> [SOURCE TEXT]
═══

First, we can start with that logistics thing again.

When I put my current system together, I had to consider what I was wanting to do. My desire was to have a compact, modular, and flexible rig that could “degrade gracefully” in the event of a problem. I also had no desire to compete with the varsity-level concert systems around town. To do so would have required an enormous investment in both gear and transport, one that I was unwilling (and unable) to make.

What I’ve ended up with, then, is a number of smaller boxes. If I need more raw output, I can arrange them so that they’re all hitting the same general area. I also have the option of deploying for a much wider area, but with reduced total output capability. I wouldn’t have that same set of options with a small number of larger, louder enclosures.

That’s the basic force behind why I have the rig that I have. Next come the more direct and immediate issues.

The first thing is just a practical consideration: Because my transport vehicle isn’t particularly large, I don’t really have the necessary packing options required to “leave gear on the truck.” If I’m getting the rig out, I might as well get all of it out. This leads to a situation where I figure that I might as well find a way to deploy everything all the time. The gear is meant to make noise, not sit around. “Double hung” lets me do that in a way that makes theoretical sense (I’ll say more on why in a bit).

The second reason is less practical. I have a bit of a penchant for the unconventional and off-the-wall. I sometimes enjoy experiments for the sake of doing them, and running a double hung system is just that kind of thing. I like doing it to find out what it’s like to do it.

Running double hung is NOT, by any means, more practical than other deployments. Especially if you’re new to this whole noise-louderization job, going with this setup is NOT some sort of magical band-aid that is going to fix your sound problems. Also, if you’re getting good results with a much simpler way of doing things, going to the extra trouble very well may not be worth it.

At the same time, though, the reality of making this kind of deployment happen is not really all that complicated. You can do it very easily by connecting one pair to the left side of your main mix, and the other pair to the right side. Then, you just pan to one side or the other as you desire.

═══

> [INFORMATION SUPPLIED]
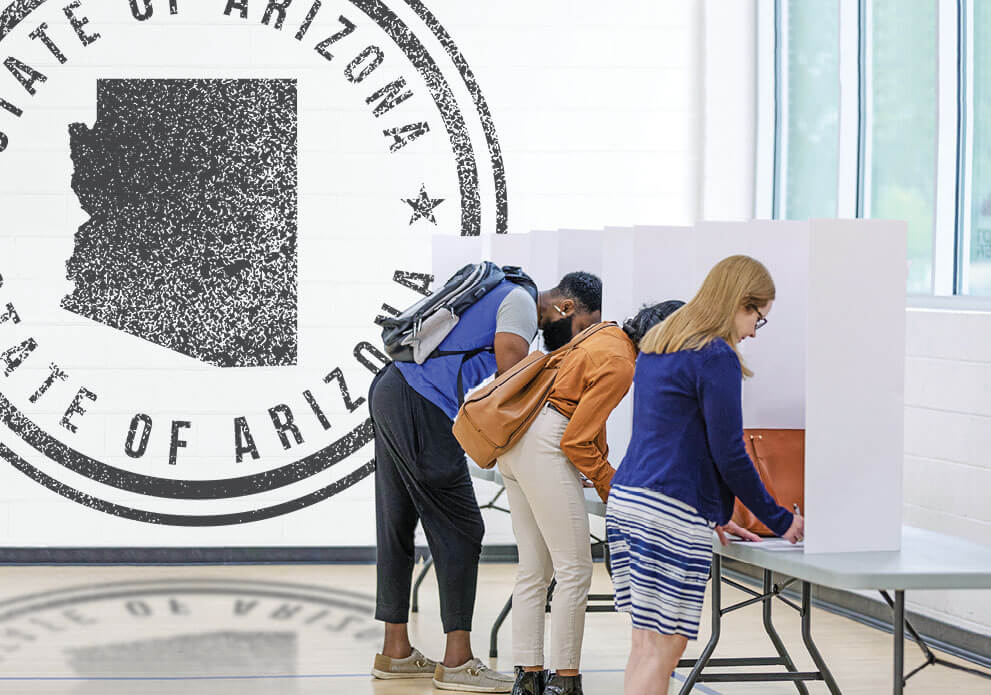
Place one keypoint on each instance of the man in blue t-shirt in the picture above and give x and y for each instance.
(422, 475)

═══

> [OBJECTIVES]
A: In the sound rig text, why does the author try to deploy all of the gear every time?
B: Name every quality the author of the sound rig text says they wanted their system to have.
C: Carry on the sound rig text from its last sentence, keeping its voice and subject.

> [TASK RESULTS]
A: The author's transport vehicle is fairly small, so there isn't room to pack it in a way that leaves some gear on the truck. Whenever the rig comes out, all of it comes out. Since the gear is meant to make noise rather than sit around, the author looks for a way to use everything every time.

B:
- Compact
- Modular
- Flexible
- Able to "degrade gracefully" if a problem occurs

C:
System Output And Response

Up above, I mentioned that running my system as a double hung made sense in terms of audio theory. Here’s the explanation as to why. It’s a bit involved, but stick with me.

I haven’t actually measured the maximum output of my FOH mid-highs, but Turbosound claims that they’ll each make a 128 dB SPL peak. I’m assuming that’s at 1 meter, and an instantaneous value. As such, my best guess at their maximum continuous performance, run hard into their limiters, would be 118 dB SPL at 1 meter.

If I run them all together as one large rig, most people will probably NOT hear the various boxes sum coherently. So, the incoherent SPL addition formula is what’s necessary: 10 Log10[10^(dB SPL/ 10) + 10^(dB SPL/ 10)…]. What I put into Wolfram Alpha is 10 Log10[10^11.8 + 10^11.8 + 10^11.8 + 10^11.8].

What I get out is a theoretical, total continuous system output of 124 dB SPL at 1 meter, ignoring any contribution from the subwoofers.

At this point, you would be quite right to say that I can supposedly get to that number in one of two ways. The first, simple way, is to just put everything into all four boxes. The second, not simple way is to put some things in some boxes and not in others. Either way, the total summed sound pressure should be basically the same. The math doesn’t care about the per-box content. So, why not just do it simply?

Because there’s more to life than just simply getting to the maximum system output level.

By necessity of there being physical space required for the speakers to occupy, the outer pair of enclosures simply can’t create a signal that arrives at precisely the same moment as the signal from the inner pair, as far as the majority of the audience can perceive. Placed close together, the path-length differential between an inner box and an outer box is about 0.0762 meters, or 3 inches.

That doesn’t seem so bad. The speed of sound is about 343 meters/ second in air, so 0.0762 meters is 0.22 ms of delay. That also doesn’t seem so bad…

…until you realize that 0.22 ms is the 1/2 cycle time of 2272 Hz. With the outer boxes being 1/2 cycle late, 2272 Hz would null (as would other frequencies with the same phase relationship). If everything started as measuring perfectly flat, introducing that timing difference into a rig with multiple boxes producing the same material would result in this transfer function:

combfiltering0.22ms

Of course, everything does NOT start out as being perfectly flat, so that craziness is added onto whatever other craziness is already occurring. For most of the audience, plenty of phase weirdness is going on from any PA deployed as two, spaced “stacks” anyway. To put it succinctly, running everything everywhere results in even more giant holes being dug into the critical-for-intelligibility range than were there before.

Running double hung, where the different pairs of boxes produce different sounds, prevents the above problem from happening.

So, when I said that I was running double hung for “clarity,” I was not doing it to fix an existing clarity problem. I was preventing a clarity problem from manifesting itself.

Running absolutely everything into every mid-high, and then having all those mid-highs combine is a simple way to make a system’s mid-highs louder. It’s also a recipe for all kinds of weird phase interactions. These interactions can be used intelligently (in an honest-to-goodness line-array, for instance), but for most of us, they actually make life more difficult. Louder is not necessarily better.

More On Output – Enough Rig For The Gig?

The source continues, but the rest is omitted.